---------- DATA SHOWN

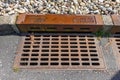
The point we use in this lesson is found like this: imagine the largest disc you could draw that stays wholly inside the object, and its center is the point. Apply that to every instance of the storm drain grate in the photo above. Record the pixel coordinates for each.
(60, 51)
(116, 46)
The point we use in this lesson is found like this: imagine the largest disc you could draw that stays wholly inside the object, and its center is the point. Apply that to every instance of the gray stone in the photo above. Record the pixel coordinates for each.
(13, 24)
(108, 24)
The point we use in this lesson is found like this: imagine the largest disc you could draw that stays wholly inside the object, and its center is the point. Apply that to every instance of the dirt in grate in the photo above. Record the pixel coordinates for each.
(59, 51)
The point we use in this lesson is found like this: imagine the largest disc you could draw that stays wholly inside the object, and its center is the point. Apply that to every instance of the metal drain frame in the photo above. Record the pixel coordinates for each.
(114, 45)
(100, 57)
(38, 23)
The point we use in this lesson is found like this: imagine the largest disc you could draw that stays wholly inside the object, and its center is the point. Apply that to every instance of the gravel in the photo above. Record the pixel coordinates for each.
(10, 7)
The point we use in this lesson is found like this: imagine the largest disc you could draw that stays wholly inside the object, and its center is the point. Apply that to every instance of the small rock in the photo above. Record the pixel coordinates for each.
(20, 11)
(82, 4)
(101, 0)
(107, 5)
(11, 12)
(0, 64)
(118, 1)
(96, 12)
(53, 11)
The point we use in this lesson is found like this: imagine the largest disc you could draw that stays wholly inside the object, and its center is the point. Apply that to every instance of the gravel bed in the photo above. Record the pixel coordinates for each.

--------------------

> [EXERCISE PROMPT]:
Exactly reproduce each record, leaving out any pictures.

> [OUTPUT FOR THIS EXERCISE]:
The point we use in this lesson is found like this: imagine the largest disc you could draw that stays wholly inside the object, and its center is the point. Apply that to every instance of the storm drain grate in the photo above. Record the pixel coordinates for each.
(60, 51)
(116, 46)
The point we use in this lesson is found like this: imagine the largest disc you could draw that stays wholly inside the object, and its center is the point. Apply that to every instance of the gray stone in the photo above. Record the pixel coordinates for each.
(13, 24)
(108, 24)
The point we use in this lesson is found like this: imagine the largest disc you could draw that stays wholly inside the object, and its center is the point. Apply that to every instance of the dirt in grate in the photo above. Record the pixel coordinates for each.
(59, 51)
The point we use in this lesson is found like this: imagine the largest disc you could draw that stays wholly inside the object, and its center is the point. Apply that to every instance of the metal drain frame in the photo above. Record the pixel coordinates for each.
(114, 45)
(100, 57)
(38, 23)
The point we use in this lesson is found like this: imagine the largest disc you could draw that stays wholly inside the object, and its center is the point. Apply that to every instance of the gravel in the photo above. Record the pixel coordinates for each.
(10, 7)
The point we use in this lesson is found like this: imagine the largest disc you could draw that stays wholly inside the object, and its center is the point. Apply that to every instance of the small rock in the photo above. Record the pixel coordinates for each.
(20, 11)
(82, 4)
(101, 0)
(107, 5)
(11, 12)
(0, 64)
(118, 1)
(96, 12)
(53, 11)
The point we use in this lesson is found like this: imagine the largest disc you could draw that stays wholly inside the object, and its center is the point. Apply that to every instance of the gravel bed in the photo above. Record the pixel coordinates for each.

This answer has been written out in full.